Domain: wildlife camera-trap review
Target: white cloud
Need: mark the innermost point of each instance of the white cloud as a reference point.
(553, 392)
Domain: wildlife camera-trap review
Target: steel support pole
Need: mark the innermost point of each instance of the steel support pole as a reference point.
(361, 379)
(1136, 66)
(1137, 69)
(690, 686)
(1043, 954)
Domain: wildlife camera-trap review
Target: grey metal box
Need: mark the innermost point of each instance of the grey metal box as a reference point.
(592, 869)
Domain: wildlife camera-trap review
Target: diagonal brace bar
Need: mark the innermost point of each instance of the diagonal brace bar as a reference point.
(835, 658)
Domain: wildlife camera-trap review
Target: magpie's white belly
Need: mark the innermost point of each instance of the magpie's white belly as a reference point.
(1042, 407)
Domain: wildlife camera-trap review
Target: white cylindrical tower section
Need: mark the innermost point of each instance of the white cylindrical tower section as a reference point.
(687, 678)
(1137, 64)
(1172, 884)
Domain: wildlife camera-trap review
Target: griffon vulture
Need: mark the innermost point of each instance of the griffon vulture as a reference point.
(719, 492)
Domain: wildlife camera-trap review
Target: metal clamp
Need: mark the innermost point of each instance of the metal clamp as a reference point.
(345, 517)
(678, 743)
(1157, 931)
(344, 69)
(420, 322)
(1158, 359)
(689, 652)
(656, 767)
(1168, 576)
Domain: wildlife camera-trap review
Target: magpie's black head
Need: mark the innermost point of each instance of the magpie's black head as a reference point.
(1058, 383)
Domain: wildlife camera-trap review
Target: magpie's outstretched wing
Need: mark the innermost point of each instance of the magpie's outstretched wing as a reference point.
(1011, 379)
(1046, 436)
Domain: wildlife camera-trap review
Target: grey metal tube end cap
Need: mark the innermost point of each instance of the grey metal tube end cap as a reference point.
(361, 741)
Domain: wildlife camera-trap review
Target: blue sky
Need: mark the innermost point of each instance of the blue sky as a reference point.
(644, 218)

Given instruction -
Swap "reference point" for "anchor point" throughout the records above, and leave every other word and line as it is.

Correct response -
Domain: wildlife camera-trap review
Target: white cloud
Need: mark the innermost point of each instance of the white cloud as a anchor point.
(553, 392)
Domain: wildlife camera-trap review
Target: steel support pole
Need: mark the innermost point of each instance of the steel support pole as a anchor point.
(361, 379)
(1136, 66)
(1137, 69)
(690, 686)
(1043, 954)
Domain: wildlife camera-trap review
Target: grey metal box
Need: mark the innermost point of each instance of the grey metal box as a anchor point.
(592, 869)
Domain: wildlife camera-trap review
Target: diagonal brace bar
Need: mark the innermost point of each instance of the diagonal brace bar as a anchor point.
(835, 658)
Domain: wildlife camera-trap review
Target: magpie's white belly
Need: mark the innermost point of each instance of the magpie's white belly as a anchor point.
(1042, 407)
Domain: wildlife camera-trap review
Target: white cylindrical tower section
Need: mark the innermost point of each instance of the white cylindrical tower section as a anchor point.
(687, 678)
(1137, 64)
(1172, 884)
Domain: wildlife camera-trap review
Target: griffon vulture
Need: mark the innermost point of each instance of the griffon vulture as a anchor point.
(719, 492)
Domain: wildlife camera-trap review
Target: metal clamp
Need: mark the innermost point of each instance of the metal clamp as a anchor point.
(345, 517)
(678, 743)
(1157, 931)
(344, 69)
(420, 322)
(1158, 359)
(689, 652)
(656, 767)
(1168, 576)
Domain: wildlife camera-trap review
Target: magpie's black head
Need: mark the innermost point of each instance of the magpie's black head as a anchor point.
(1058, 383)
Domain: wildlife camera-trap review
Target: magpie's outstretched wing
Need: mark the innermost point of each instance of the magpie's outstretched wing as a anchor point.
(1011, 379)
(1046, 436)
Domain: wildlife camera-trap review
Target: grey metal tube end cap
Need: mark the innermost point of each instance of the grey metal tube end cap as a anchor point.
(361, 741)
Domain: wildlife camera-trap review
Target: blue sky
Need: mark the innermost point of each instance of the blue sky as a anchor point.
(644, 218)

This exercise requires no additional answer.